**Given passage:**
Nearby Star System Mystery Solved: Massive Planet Dynamics Explained

Astronomers may have just solved the mysteries of one of the most fascinating nearby star systems. Scientists have managed to create the first viable model for the planetary system orbiting one of the first stars discovered to have planets.

The star system is located just 39 light-years away in the constellation Cancer. It shines brightly when viewed from Earth because it's so close. That said, something has long baffled astronomers about the system.

Since 2002, scientists have been unable to create a plausible model for the masses and orbits of two giant planets located close to the star, named 55 Cancri, in the system. These planets are actually located closer to 55 Cancri than Mercury is to our sun, which baffled astronomers. They couldn't understand how such massive planets could avoid plunging into their parent star or colliding with each other.

"The 55 Cancri planetary system is unique in the richness of both the diversity of its known planets and the number and variety of astronomical observations," said Eric Ford, one of the researchers, in a news release. "The complexity of this system makes it unusually challenging to interpret these observations."

In this case, the researchers developed a tool for simulating planetary systems using graphics cards in order to accelerate the computations. They combined multiple types of observations and found that one of the planets in the system has eight times the mass of Earth, twice the distance of Earth's radius, but is the same density of earth. They also found that it orbited its host star in less than 18 hours, rather than nearly 3 days as originally thought.

"These two giant planets of 55 Cancri interact so strongly that we can detect changes in their orbits," said Benjamin Nelson, one of the researchers, in a news release. "These detections are exciting because they enable us to learn things about the orbits that are normally not observable. However, the rapid interactions between the planets also present a challenge since modeling the system requires time-consuming simulations for each model to determine the trajectories of the planets and therefore their likelihood of survival for billions of years without a catastrophic collision."

The findings reveal a bit more about how this star system operates. This, in particular, can help inform astronomers about other star systems that are further away.

"One must precisely account for the motion of the giant planets in order to accurately measure the properties of the super-Earth-mass planet," said Ford in a news release. "Most previous analyses had ignored the planet-planet interactions. A few earlier studies had modeled these effects, but had performed only simplistic statistical analyses due to the huge number of calculations required for a proper analysis."

The findings will be presented at a meeting of the International Astronomical Union in Belgium in July 2014.

[Data entries]
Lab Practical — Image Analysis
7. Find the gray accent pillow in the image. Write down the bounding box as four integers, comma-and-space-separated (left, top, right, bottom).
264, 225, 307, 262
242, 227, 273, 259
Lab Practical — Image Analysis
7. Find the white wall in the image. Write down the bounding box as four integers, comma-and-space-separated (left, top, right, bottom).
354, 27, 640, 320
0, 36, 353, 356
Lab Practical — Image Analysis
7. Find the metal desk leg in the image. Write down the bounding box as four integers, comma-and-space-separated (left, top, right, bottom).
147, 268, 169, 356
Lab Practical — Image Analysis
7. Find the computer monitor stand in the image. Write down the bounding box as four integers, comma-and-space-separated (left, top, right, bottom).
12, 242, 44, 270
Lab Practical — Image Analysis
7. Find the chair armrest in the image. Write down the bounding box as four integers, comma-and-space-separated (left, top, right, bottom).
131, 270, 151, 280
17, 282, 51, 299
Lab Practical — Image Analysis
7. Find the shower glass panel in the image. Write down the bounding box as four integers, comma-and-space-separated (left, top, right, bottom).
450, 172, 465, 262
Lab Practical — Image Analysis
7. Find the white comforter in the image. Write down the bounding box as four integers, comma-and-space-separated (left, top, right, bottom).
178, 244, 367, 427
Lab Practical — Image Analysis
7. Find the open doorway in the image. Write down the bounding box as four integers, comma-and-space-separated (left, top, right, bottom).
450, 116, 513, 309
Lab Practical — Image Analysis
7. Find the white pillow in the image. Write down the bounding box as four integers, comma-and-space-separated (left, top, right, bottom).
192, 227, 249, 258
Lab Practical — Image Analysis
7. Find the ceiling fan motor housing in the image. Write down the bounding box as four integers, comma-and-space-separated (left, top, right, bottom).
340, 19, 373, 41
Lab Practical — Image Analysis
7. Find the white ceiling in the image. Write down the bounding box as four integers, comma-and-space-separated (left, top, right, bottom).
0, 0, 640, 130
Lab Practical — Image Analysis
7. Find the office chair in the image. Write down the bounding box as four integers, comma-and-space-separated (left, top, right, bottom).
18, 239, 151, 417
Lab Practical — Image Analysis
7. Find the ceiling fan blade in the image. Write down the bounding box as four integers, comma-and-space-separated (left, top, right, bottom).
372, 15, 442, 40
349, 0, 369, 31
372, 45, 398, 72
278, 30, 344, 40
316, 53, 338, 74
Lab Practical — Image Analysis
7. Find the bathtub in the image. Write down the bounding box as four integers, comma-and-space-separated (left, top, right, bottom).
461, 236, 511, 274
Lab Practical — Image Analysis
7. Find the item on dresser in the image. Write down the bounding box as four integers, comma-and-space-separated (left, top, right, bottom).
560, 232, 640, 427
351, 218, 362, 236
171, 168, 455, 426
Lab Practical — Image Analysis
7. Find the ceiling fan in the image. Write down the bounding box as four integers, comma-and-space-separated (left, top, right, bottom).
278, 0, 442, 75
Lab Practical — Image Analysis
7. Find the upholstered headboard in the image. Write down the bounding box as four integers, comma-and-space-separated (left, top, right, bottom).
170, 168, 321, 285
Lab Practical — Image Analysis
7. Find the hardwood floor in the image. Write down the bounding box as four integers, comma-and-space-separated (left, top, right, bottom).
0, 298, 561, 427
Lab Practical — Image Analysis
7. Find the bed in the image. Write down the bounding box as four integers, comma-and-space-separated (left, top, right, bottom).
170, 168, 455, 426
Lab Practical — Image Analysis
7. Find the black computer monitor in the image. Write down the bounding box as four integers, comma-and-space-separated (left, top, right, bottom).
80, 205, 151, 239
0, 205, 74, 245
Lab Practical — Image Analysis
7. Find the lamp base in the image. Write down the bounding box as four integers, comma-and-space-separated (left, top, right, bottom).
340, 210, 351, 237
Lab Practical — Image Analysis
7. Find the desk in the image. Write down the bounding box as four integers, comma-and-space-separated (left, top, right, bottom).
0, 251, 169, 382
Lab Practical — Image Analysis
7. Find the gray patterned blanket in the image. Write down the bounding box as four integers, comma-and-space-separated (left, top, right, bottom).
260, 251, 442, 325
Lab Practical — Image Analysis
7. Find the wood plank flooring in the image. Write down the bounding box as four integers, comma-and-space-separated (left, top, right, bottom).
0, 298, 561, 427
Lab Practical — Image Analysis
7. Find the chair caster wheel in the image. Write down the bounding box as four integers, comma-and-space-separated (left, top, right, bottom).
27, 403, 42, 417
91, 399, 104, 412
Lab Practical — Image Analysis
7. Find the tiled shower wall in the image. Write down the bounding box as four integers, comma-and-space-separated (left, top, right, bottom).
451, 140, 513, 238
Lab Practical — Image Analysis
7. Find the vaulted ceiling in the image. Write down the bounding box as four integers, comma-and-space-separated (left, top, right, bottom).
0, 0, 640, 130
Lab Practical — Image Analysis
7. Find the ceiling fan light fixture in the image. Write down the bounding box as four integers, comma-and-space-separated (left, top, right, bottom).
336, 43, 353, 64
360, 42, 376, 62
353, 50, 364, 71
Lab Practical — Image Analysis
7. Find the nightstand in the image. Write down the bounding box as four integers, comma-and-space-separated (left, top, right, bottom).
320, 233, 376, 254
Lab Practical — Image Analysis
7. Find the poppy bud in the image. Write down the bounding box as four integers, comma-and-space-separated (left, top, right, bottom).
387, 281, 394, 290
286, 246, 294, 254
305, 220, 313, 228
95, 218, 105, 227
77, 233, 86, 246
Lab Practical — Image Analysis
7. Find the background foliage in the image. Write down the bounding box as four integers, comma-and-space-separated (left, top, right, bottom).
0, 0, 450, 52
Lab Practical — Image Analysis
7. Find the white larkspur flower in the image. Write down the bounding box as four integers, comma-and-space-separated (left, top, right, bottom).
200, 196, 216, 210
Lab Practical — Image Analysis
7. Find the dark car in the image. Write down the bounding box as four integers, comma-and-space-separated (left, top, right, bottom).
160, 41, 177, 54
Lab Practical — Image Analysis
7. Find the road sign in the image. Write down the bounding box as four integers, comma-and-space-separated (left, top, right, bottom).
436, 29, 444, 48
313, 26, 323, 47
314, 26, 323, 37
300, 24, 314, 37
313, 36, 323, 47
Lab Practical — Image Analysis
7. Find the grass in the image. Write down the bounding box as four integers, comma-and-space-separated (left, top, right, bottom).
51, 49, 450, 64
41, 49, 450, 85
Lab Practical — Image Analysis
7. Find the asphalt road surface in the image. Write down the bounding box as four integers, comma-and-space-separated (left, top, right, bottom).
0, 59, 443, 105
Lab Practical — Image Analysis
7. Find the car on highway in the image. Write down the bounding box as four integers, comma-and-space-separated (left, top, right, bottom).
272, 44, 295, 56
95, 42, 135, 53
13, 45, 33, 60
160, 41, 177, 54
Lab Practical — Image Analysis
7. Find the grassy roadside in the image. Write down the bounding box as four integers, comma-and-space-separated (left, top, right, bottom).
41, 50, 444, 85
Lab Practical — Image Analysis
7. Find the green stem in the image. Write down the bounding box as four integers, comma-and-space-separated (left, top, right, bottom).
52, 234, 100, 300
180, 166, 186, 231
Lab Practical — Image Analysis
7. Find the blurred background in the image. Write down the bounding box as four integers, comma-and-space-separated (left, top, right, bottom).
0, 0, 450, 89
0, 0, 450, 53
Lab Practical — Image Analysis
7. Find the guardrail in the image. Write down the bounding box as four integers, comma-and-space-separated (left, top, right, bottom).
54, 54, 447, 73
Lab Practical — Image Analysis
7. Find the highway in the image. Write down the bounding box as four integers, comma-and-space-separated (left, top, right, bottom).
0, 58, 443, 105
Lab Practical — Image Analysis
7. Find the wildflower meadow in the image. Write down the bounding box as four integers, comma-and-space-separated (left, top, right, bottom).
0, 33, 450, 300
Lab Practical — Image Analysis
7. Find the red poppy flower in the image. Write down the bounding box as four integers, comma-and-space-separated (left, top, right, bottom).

**Task directions:** Set down the entire 55 Cancri article again, word for word. The listing has no connection to the 55 Cancri article.

**Result for this exercise:**
Nearby Star System Mystery Solved: Massive Planet Dynamics Explained

Astronomers may have just solved the mysteries of one of the most fascinating nearby star systems. Scientists have managed to create the first viable model for the planetary system orbiting one of the first stars discovered to have planets.

The star system is located just 39 light-years away in the constellation Cancer. It shines brightly when viewed from Earth because it's so close. That said, something has long baffled astronomers about the system.

Since 2002, scientists have been unable to create a plausible model for the masses and orbits of two giant planets located close to the star, named 55 Cancri, in the system. These planets are actually located closer to 55 Cancri than Mercury is to our sun, which baffled astronomers. They couldn't understand how such massive planets could avoid plunging into their parent star or colliding with each other.

"The 55 Cancri planetary system is unique in the richness of both the diversity of its known planets and the number and variety of astronomical observations," said Eric Ford, one of the researchers, in a news release. "The complexity of this system makes it unusually challenging to interpret these observations."

In this case, the researchers developed a tool for simulating planetary systems using graphics cards in order to accelerate the computations. They combined multiple types of observations and found that one of the planets in the system has eight times the mass of Earth, twice the distance of Earth's radius, but is the same density of earth. They also found that it orbited its host star in less than 18 hours, rather than nearly 3 days as originally thought.

"These two giant planets of 55 Cancri interact so strongly that we can detect changes in their orbits," said Benjamin Nelson, one of the researchers, in a news release. "These detections are exciting because they enable us to learn things about the orbits that are normally not observable. However, the rapid interactions between the planets also present a challenge since modeling the system requires time-consuming simulations for each model to determine the trajectories of the planets and therefore their likelihood of survival for billions of years without a catastrophic collision."

The findings reveal a bit more about how this star system operates. This, in particular, can help inform astronomers about other star systems that are further away.

"One must precisely account for the motion of the giant planets in order to accurately measure the properties of the super-Earth-mass planet," said Ford in a news release. "Most previous analyses had ignored the planet-planet interactions. A few earlier studies had modeled these effects, but had performed only simplistic statistical analyses due to the huge number of calculations required for a proper analysis."

The findings will be presented at a meeting of the International Astronomical Union in Belgium in July 2014.